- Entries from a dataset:

____________

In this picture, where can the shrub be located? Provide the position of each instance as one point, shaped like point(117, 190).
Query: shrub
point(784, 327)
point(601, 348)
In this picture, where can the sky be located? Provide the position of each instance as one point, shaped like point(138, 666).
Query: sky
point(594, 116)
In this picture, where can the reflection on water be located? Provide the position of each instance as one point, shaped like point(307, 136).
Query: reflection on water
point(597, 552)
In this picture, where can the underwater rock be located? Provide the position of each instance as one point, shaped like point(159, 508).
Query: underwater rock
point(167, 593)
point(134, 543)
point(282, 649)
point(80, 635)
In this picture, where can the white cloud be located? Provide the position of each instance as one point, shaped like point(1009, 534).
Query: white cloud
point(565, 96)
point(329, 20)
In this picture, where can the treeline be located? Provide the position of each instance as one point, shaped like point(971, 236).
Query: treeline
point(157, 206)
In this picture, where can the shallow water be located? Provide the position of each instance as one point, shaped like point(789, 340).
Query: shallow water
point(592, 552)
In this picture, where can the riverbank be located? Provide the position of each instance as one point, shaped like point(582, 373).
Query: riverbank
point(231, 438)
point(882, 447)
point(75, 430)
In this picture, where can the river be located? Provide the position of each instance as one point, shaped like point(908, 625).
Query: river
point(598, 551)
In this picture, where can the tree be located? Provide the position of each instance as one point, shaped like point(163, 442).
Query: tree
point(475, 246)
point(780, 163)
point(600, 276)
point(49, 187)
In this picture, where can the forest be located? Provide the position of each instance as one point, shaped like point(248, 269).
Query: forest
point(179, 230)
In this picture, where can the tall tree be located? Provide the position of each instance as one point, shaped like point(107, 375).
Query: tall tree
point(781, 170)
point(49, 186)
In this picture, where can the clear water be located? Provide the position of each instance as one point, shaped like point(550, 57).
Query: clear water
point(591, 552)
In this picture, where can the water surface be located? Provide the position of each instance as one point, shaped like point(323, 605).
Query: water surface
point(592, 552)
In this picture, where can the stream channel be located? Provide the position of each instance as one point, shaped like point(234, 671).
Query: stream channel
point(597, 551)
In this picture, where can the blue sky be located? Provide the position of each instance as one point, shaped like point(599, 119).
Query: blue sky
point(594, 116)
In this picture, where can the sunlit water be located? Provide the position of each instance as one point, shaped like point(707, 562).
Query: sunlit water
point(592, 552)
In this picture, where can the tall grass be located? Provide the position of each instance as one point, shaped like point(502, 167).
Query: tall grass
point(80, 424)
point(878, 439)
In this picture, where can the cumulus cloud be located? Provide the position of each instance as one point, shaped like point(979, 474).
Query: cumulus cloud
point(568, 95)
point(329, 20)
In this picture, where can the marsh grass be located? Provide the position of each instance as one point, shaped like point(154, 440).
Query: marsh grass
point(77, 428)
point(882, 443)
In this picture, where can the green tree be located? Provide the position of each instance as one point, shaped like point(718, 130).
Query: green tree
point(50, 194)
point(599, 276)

____________

- Aim of the task: Edit the entries from the line with "In this picture, where can the tall grass" up to and including the last line of the entries, replacing "cumulus cloud" with "rain cloud" and leaving everything else unchanged. Give only those lines.

- Result of the exercise:
In this picture, where can the tall grass be located? Provide the position of each instance as one point, shaped like point(502, 167).
Query: tall grass
point(80, 424)
point(878, 439)
In this picture, where can the rain cloud be located? Provide the position of each instance as one point, shaped like point(979, 474).
Query: rain cloud
point(568, 95)
point(329, 20)
In this picture, where can the marsh grass be located? Provide the position of each instance as one point, shaped like point(154, 440).
Query: marsh grass
point(77, 428)
point(882, 443)
In this picture, where can the green tree be located? Provide the position of each instance as one point, shaped like point(718, 130).
Query: green tree
point(50, 194)
point(599, 276)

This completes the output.